### TEXT SHOWN
## start
×

Parsing JSON logs

You can use a ClusterLogForwarder object to parse JSON logs into a structured object and forward them to a supported output.

To illustrate how this works, suppose that you have the following structured JSON log entry:

Example structured JSON log entry
{"level":"info","name":"fred","home":"bedrock"}

To enable parsing JSON log, you add parse: json to a pipeline in the ClusterLogForwarder CR, as shown in the following example:

Example snippet showing parse: json
pipelines:
- inputRefs: [ application ]
  outputRefs: myFluentd
  parse: json

When you enable parsing JSON logs by using parse: json, the CR copies the JSON-structured log entry in a structured field, as shown in the following example:

Example structured output containing the structured JSON log entry
{"structured": { "level": "info", "name": "fred", "home": "bedrock" },
 "more fields..."}

If the log entry does not contain valid structured JSON, the structured field is absent.

Configuring JSON log data for Elasticsearch

If your JSON logs follow more than one schema, storing them in a single index might cause type conflicts and cardinality problems. To avoid that, you must configure the ClusterLogForwarder custom resource (CR) to group each schema into a single output definition. This way, each schema is forwarded to a separate index.

If you forward JSON logs to the default Elasticsearch instance managed by OpenShift Logging, it generates new indices based on your configuration. To avoid performance issues associated with having too many indices, consider keeping the number of possible schemas low by standardizing to common schemas.

Structure types

You can use the following structure types in the ClusterLogForwarder CR to construct index names for the Elasticsearch log store:

  • structuredTypeKey is the name of a message field. The value of that field is used to construct the index name.

    • kubernetes.labels.<key> is the Kubernetes pod label whose value is used to construct the index name.

    • openshift.labels.<key> is the pipeline.label.<key> element in the ClusterLogForwarder CR whose value is used to construct the index name.
## end
### Raw records
## start
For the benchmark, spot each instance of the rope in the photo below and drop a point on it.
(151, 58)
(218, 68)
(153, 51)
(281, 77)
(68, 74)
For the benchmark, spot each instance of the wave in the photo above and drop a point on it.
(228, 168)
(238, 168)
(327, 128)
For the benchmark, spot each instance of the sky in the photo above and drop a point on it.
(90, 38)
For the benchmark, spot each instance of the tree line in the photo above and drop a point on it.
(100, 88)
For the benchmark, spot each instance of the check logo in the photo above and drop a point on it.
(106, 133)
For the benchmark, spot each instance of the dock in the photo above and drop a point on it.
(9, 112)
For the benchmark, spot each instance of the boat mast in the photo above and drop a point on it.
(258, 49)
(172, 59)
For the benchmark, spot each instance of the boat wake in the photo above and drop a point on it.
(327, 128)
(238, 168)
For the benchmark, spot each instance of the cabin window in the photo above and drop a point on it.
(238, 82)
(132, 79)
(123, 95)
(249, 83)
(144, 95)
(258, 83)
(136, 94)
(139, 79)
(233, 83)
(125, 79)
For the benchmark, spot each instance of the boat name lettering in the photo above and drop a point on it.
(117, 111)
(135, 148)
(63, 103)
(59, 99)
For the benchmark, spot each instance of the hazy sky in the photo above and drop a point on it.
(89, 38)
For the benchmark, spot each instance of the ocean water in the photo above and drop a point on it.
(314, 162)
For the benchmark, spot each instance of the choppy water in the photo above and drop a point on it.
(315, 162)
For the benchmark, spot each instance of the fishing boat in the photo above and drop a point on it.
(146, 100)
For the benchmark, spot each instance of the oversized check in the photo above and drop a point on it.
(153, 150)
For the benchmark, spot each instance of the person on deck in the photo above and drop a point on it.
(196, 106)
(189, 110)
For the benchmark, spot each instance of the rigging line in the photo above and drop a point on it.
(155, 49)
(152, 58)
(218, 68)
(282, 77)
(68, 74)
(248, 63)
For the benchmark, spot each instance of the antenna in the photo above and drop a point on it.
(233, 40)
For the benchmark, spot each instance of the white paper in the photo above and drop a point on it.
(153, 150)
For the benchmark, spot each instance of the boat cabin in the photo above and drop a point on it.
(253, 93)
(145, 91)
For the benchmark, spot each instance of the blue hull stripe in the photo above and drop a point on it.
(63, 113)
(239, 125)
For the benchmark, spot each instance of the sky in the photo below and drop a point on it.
## end
## start
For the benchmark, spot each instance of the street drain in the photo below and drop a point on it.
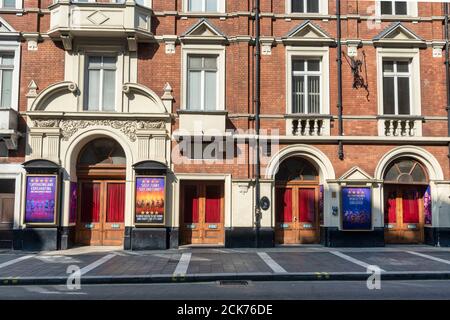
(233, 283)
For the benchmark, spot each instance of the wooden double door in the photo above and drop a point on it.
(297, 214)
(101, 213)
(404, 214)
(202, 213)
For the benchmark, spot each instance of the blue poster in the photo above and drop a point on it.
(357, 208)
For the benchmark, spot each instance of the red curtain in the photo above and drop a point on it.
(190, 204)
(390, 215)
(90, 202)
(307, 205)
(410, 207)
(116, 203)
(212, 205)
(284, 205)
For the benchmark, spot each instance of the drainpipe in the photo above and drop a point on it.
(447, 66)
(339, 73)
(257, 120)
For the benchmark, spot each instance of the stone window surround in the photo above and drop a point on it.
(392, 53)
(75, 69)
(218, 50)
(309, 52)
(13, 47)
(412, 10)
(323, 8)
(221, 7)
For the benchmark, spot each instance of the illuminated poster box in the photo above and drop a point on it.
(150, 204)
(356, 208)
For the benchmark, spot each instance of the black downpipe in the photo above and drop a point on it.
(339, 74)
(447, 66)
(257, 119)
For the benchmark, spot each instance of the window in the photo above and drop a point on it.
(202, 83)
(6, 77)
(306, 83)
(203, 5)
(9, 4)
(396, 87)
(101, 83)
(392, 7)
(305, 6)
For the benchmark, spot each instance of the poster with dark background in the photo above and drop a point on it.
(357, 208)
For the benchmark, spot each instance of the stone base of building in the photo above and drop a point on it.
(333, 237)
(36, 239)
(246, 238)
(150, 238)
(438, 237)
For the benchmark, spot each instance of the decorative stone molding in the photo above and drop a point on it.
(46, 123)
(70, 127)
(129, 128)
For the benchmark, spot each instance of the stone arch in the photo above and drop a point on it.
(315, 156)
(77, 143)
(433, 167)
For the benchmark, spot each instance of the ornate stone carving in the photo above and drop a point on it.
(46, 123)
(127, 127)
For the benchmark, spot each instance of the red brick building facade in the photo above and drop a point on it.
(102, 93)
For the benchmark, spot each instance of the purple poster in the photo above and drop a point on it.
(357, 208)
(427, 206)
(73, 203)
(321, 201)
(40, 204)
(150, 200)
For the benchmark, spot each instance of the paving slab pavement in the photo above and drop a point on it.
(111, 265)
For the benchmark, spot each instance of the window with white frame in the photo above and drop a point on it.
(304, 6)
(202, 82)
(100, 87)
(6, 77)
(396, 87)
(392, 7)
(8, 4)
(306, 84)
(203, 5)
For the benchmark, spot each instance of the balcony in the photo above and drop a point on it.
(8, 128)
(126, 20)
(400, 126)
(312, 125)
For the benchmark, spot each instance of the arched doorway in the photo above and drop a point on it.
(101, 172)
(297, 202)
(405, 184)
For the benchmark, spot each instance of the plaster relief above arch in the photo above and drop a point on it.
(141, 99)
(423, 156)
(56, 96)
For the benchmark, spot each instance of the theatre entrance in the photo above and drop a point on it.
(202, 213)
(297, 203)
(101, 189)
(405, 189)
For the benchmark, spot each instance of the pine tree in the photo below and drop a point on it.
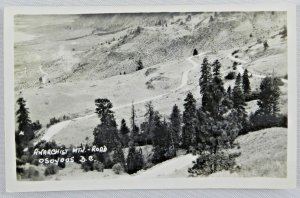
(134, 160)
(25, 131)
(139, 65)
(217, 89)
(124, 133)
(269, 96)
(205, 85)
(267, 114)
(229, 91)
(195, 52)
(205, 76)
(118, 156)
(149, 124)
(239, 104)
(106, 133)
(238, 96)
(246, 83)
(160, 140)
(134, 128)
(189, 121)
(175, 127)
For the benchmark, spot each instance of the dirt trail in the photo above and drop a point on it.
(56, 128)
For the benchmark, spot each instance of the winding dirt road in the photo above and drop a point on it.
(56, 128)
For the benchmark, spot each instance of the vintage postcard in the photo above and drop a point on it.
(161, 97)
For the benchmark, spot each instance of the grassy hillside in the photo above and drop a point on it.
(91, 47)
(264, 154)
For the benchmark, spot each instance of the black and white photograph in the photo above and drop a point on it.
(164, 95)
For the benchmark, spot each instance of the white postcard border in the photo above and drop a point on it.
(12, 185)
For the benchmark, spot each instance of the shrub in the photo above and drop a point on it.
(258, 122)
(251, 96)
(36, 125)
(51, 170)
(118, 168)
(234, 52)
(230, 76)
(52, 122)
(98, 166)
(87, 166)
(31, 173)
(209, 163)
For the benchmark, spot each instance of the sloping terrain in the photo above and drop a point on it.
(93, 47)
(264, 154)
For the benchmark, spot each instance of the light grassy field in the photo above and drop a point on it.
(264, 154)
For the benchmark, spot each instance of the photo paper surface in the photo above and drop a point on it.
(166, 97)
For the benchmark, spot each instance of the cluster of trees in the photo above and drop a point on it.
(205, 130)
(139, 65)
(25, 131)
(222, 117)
## end
## start
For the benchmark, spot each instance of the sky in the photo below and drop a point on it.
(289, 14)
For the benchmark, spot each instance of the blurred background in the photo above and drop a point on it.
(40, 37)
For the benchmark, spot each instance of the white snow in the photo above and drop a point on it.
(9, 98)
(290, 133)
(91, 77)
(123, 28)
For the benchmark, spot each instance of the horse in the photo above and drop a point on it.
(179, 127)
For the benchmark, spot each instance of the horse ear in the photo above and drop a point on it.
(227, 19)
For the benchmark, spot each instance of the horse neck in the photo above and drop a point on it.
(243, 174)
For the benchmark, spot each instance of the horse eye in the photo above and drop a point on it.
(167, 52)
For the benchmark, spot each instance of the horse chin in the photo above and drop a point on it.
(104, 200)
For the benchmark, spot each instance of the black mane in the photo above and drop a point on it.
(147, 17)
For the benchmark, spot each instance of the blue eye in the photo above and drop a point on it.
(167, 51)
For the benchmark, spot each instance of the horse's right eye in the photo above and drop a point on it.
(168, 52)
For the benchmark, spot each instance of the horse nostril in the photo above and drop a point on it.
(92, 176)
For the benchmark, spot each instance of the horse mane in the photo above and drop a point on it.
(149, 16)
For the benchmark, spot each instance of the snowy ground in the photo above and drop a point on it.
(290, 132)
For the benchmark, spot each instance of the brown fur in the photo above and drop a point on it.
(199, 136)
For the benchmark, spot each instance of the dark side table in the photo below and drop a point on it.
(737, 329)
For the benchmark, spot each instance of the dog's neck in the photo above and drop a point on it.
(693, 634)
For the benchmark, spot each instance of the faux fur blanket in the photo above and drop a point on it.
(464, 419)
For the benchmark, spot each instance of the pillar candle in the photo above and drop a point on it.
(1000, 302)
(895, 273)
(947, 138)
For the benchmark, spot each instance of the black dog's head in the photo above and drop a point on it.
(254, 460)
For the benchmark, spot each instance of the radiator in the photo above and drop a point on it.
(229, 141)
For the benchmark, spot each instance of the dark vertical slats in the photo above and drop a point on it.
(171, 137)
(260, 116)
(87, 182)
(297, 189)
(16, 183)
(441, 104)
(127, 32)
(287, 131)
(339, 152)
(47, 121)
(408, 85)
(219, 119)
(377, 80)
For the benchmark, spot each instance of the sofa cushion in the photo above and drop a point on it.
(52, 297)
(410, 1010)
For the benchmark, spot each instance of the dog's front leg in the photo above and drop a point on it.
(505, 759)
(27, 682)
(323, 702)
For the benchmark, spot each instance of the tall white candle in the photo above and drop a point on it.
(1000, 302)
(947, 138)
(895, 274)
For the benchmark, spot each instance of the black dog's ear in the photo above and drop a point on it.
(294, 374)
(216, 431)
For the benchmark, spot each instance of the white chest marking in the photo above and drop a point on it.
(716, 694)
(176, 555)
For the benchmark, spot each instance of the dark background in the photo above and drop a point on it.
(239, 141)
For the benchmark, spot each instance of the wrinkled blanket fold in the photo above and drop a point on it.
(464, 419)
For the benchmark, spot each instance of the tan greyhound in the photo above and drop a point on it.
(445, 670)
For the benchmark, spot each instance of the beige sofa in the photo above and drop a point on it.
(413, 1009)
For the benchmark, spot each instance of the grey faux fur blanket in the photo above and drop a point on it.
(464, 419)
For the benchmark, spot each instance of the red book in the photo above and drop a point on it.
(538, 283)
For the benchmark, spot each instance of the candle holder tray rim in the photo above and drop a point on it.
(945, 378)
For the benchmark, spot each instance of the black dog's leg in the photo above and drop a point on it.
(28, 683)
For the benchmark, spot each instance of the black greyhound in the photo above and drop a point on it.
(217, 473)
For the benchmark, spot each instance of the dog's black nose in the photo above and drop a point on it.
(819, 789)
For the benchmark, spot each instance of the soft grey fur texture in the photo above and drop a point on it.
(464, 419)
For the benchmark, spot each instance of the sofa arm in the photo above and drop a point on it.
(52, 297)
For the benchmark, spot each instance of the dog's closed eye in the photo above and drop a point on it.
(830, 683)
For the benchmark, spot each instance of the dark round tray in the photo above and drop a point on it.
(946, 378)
## end
### EXERCISE INSTRUCTIONS
**a.** Show every line of the entries that contains the string "dirt". Case counts.
**b.** Proceed with the page on parsing JSON logs, picking up right after its last sentence.

### EXPECTED ANSWERS
**a.**
For the benchmark, spot each instance of the dirt trail in the photo above and drop a point on it.
For the benchmark, spot each instance of the winding dirt road in the photo above and drop a point on it.

**b.**
    • kubernetes.container_name uses the container name to construct the index name.

  • structuredTypeName: If the structuredTypeKey field is not set or its key is not present, the structuredTypeName value is used as the structured type. When you use both the structuredTypeKey field and the structuredTypeName field together, the structuredTypeName value provides a fallback index name if the key in the structuredTypeKey field is missing from the JSON log data.

Although you can set the value of structuredTypeKey to any field shown in the "Log Record Fields" topic, the most useful fields are shown in the preceding list of structure types.

A structuredTypeKey: kubernetes.labels.<key> example

Suppose the following:

  • Your cluster is running application pods that produce JSON logs in two different formats, "apache" and "google".

  • The user labels these application pods with logFormat=apache and logFormat=google.

  • You use the following snippet in your ClusterLogForwarder CR YAML file.

apiVersion: logging.openshift.io/v1
kind: ClusterLogForwarder
metadata:
# ...
spec:
# ...
  outputDefaults:
    elasticsearch:
      structuredTypeKey: kubernetes.labels.logFormat (1)
      structuredTypeName: nologformat
  pipelines:
  - inputRefs:
    - application
    outputRefs:
    - default
    parse: json (2)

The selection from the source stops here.